Referring expression data
※ ※ ※

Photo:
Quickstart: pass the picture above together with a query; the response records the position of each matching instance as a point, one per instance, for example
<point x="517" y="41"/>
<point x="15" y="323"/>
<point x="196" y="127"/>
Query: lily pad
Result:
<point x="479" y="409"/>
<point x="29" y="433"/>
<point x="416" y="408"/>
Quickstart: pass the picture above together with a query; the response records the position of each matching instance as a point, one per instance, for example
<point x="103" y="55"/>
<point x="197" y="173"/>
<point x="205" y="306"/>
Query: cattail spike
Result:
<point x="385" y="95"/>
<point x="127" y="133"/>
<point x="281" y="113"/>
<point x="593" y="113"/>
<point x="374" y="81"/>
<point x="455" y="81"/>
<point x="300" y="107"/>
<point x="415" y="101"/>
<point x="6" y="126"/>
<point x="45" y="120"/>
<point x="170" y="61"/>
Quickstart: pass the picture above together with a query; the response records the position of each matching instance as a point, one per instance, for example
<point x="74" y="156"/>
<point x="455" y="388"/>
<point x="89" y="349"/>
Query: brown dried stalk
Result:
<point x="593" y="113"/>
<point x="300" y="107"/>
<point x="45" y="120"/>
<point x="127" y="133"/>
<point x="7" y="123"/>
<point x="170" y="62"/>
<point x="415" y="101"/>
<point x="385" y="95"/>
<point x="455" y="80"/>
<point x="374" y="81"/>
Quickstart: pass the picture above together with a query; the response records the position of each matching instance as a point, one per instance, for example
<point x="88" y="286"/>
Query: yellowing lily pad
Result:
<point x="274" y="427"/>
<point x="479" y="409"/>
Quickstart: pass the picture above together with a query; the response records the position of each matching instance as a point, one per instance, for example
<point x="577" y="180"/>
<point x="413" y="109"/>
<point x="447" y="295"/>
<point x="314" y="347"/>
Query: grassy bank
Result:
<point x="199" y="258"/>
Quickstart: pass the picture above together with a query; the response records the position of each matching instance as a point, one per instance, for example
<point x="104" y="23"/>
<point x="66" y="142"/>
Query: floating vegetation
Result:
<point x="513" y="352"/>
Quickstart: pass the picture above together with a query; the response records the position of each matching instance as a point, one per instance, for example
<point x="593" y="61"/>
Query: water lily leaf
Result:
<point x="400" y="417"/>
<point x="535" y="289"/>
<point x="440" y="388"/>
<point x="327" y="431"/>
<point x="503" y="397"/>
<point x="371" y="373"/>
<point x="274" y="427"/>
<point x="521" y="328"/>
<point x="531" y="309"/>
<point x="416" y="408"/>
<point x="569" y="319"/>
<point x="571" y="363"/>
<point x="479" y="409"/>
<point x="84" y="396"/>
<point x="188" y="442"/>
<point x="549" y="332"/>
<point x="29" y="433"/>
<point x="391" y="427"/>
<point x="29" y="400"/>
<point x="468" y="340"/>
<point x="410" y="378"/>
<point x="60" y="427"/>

※ ※ ※

What to produce: Return the entries above exactly as they appear.

Answer area:
Photo:
Quickstart: pass the picture above together with a query; the response records the position of each matching instance as a point, one per instance, for example
<point x="517" y="41"/>
<point x="15" y="323"/>
<point x="196" y="127"/>
Query: lily pad
Result:
<point x="479" y="409"/>
<point x="29" y="433"/>
<point x="416" y="408"/>
Quickstart: pass the picture above together with a query; the response records the position of each matching instance as a point, one per instance, for example
<point x="103" y="55"/>
<point x="197" y="173"/>
<point x="205" y="306"/>
Query: cattail spike
Result:
<point x="385" y="95"/>
<point x="127" y="133"/>
<point x="281" y="113"/>
<point x="593" y="113"/>
<point x="374" y="81"/>
<point x="455" y="81"/>
<point x="300" y="107"/>
<point x="415" y="101"/>
<point x="6" y="126"/>
<point x="45" y="120"/>
<point x="170" y="61"/>
Quickstart: pass the picture above together with a query; the response records the position of each matching instance as a point, one per instance, for example
<point x="74" y="156"/>
<point x="455" y="388"/>
<point x="89" y="349"/>
Query: brown dried stalk
Result:
<point x="593" y="113"/>
<point x="300" y="107"/>
<point x="45" y="120"/>
<point x="127" y="133"/>
<point x="7" y="123"/>
<point x="170" y="62"/>
<point x="415" y="101"/>
<point x="385" y="95"/>
<point x="455" y="80"/>
<point x="374" y="81"/>
Quickstart: pass the picture above together with a query; the response records the position of each matching instance as a point, one per instance, for example
<point x="88" y="286"/>
Query: yellowing lily pad
Result:
<point x="274" y="427"/>
<point x="479" y="409"/>
Quickstart: pass the picture above together with a query; the response records the position of each matching instance as a point, one per instance, for example
<point x="577" y="180"/>
<point x="413" y="109"/>
<point x="447" y="295"/>
<point x="314" y="347"/>
Query: grassy bank
Result:
<point x="199" y="258"/>
Quickstart: pass the picture above together with a query; the response records the position of each matching instance as a point, one per instance, for example
<point x="104" y="23"/>
<point x="66" y="142"/>
Query: floating vegetation
Result:
<point x="513" y="352"/>
Quickstart: pass the picture above together with a query; the response records the position of each matching instance as a point, one per instance, for example
<point x="593" y="61"/>
Query: water lily leaf
Result:
<point x="400" y="417"/>
<point x="535" y="289"/>
<point x="440" y="388"/>
<point x="327" y="431"/>
<point x="503" y="397"/>
<point x="371" y="373"/>
<point x="274" y="427"/>
<point x="521" y="328"/>
<point x="531" y="309"/>
<point x="416" y="408"/>
<point x="569" y="319"/>
<point x="571" y="363"/>
<point x="479" y="409"/>
<point x="84" y="396"/>
<point x="188" y="442"/>
<point x="549" y="332"/>
<point x="29" y="433"/>
<point x="391" y="427"/>
<point x="29" y="400"/>
<point x="468" y="340"/>
<point x="410" y="378"/>
<point x="60" y="427"/>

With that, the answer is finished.